### [Instructions to follow]
Convert the entries below into a two-column CSV with the headers instruction and points. Start with the line that contains "One point belongs on each instance of the spire." and continue through the end of the entries. Put one row per entry, with its text and its answer each in a single quoted field and line breaks replaced by spaces.

### [Extracted data]
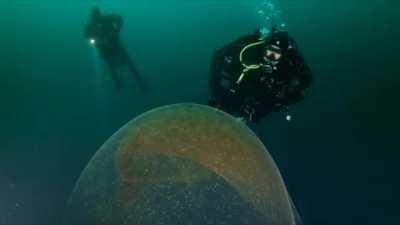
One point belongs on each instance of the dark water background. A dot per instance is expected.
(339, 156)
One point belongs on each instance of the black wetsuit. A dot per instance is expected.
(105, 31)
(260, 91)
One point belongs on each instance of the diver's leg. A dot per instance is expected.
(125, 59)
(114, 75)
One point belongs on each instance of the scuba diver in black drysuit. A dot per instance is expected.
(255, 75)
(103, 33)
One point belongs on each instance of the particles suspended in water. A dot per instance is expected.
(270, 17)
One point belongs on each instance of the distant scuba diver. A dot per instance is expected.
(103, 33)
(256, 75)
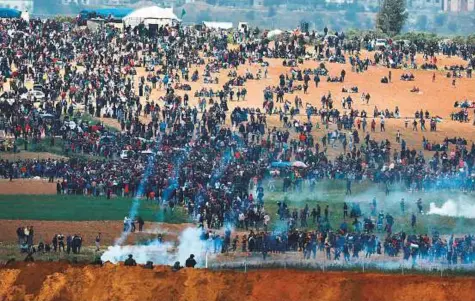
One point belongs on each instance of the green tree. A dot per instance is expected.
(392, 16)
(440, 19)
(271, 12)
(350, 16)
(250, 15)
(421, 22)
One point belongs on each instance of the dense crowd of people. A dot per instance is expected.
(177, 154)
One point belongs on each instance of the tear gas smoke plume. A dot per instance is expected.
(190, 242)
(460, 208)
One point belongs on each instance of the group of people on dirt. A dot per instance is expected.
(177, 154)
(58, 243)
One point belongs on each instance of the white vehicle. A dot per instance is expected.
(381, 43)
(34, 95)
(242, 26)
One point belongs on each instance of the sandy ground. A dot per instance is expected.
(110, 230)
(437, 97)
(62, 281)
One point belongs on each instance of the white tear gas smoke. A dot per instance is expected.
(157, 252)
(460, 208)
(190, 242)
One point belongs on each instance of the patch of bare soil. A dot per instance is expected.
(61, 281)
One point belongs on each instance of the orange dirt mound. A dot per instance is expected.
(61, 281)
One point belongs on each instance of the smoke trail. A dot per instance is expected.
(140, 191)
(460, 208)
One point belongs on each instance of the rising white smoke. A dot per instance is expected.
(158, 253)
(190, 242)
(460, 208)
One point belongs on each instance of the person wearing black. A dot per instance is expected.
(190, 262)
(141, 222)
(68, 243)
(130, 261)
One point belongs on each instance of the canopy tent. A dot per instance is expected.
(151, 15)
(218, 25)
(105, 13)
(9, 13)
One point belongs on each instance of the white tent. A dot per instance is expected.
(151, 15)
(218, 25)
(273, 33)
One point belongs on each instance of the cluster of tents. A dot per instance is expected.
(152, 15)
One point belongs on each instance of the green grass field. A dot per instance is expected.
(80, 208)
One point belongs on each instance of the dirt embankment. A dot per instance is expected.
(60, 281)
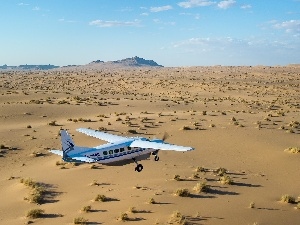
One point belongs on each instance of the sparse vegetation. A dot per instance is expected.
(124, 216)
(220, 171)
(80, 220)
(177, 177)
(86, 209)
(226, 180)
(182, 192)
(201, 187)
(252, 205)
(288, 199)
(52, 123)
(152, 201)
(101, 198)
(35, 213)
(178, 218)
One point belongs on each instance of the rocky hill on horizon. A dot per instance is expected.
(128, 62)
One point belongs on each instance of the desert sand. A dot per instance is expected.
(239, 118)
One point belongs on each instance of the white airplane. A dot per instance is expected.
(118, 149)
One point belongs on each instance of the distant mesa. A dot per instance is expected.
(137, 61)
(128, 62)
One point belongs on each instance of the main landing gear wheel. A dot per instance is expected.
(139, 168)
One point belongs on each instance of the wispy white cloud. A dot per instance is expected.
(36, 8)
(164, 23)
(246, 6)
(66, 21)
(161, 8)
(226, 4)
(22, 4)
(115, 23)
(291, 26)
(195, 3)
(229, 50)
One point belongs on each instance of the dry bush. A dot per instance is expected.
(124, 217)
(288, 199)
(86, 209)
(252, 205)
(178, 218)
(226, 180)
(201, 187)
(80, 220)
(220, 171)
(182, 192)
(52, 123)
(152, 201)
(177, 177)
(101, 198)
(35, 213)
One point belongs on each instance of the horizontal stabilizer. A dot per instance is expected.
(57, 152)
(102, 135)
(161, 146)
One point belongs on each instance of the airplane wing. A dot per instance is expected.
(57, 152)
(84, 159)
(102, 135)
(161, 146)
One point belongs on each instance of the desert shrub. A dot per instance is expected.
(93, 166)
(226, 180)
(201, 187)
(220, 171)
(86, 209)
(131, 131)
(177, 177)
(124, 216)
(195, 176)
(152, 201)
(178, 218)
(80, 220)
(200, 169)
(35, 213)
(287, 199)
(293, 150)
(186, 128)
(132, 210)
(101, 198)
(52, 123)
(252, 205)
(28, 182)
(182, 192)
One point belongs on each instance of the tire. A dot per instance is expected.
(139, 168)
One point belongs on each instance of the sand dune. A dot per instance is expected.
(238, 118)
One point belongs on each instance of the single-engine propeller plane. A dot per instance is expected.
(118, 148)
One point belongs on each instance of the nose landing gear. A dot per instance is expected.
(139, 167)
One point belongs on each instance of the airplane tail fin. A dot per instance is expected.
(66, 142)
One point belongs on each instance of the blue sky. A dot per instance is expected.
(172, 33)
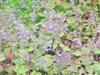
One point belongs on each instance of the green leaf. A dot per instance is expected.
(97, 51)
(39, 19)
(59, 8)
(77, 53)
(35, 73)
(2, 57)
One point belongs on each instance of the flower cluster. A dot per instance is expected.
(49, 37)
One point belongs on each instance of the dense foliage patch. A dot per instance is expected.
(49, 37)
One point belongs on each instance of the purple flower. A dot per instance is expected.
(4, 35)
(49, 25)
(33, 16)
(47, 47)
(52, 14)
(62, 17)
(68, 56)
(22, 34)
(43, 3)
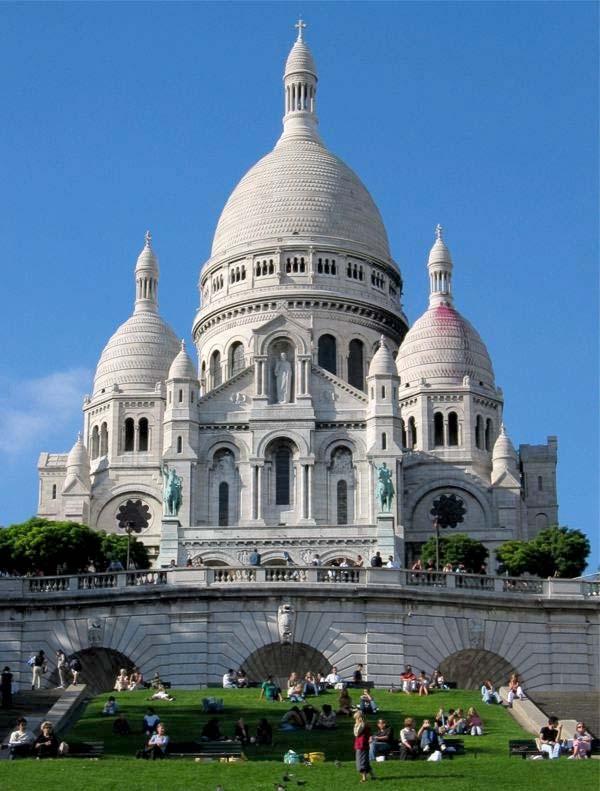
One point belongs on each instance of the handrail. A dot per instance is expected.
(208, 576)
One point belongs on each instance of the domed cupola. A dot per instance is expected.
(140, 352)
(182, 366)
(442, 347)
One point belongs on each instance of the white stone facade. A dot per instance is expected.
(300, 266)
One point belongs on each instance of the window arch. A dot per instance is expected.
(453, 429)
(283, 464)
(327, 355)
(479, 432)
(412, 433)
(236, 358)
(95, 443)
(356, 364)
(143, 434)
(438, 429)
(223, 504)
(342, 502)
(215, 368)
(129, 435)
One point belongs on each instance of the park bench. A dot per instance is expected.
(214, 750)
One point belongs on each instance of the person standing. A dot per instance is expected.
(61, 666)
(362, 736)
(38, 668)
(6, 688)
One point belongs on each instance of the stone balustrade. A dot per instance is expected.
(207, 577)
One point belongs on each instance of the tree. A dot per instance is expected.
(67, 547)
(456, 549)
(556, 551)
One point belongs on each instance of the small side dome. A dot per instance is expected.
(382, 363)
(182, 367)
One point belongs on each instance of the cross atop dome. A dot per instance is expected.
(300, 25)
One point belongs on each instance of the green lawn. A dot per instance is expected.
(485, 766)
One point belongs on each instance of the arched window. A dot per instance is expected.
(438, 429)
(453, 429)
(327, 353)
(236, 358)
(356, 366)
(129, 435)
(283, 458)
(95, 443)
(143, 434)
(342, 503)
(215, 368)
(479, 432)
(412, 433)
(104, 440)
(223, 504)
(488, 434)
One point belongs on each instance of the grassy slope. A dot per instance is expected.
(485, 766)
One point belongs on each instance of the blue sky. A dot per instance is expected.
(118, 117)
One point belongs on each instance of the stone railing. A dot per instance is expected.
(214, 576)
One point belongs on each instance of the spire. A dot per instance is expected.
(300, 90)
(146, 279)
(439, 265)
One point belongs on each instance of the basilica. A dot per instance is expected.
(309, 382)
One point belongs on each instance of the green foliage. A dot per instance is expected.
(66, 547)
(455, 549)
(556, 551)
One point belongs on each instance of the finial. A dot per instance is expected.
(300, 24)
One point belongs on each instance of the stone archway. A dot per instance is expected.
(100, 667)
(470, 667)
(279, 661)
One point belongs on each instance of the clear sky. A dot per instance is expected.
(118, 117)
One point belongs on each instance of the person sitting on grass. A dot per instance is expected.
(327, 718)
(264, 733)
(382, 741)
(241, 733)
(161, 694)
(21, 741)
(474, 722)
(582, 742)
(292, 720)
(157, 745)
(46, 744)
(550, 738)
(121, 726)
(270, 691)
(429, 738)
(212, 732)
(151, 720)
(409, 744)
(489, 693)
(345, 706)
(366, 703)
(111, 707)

### [Result]
instruction,points
"One point belongs on each instance of the spire. A dot per instance is expected.","(300, 90) (146, 279) (439, 265)"
"One point belongs on each instance of the basilica. A dot per instance is expected.","(309, 382)"
"One point belongs on each instance of the green foliage. A dot per instance is expected.","(66, 547) (455, 549) (556, 551)"
"One point belongs on each instance of the finial. A dot per instance is expected.","(300, 24)"
"One point belongs on each instance of the stone archway. A dot per instance is expected.","(100, 667) (470, 667) (279, 661)"
"One point belongs on each instance of the clear sky. A dot per instance is expected.","(118, 117)"
"One point belongs on each instance of the person sitting on grass. A dot per instance is expected.","(327, 718) (264, 733) (382, 741) (241, 733) (161, 694) (21, 741) (474, 722) (582, 742) (292, 720) (157, 745) (46, 744) (550, 738) (121, 726) (270, 691) (429, 738) (212, 732) (151, 720) (409, 744) (489, 693) (345, 706) (366, 703) (111, 707)"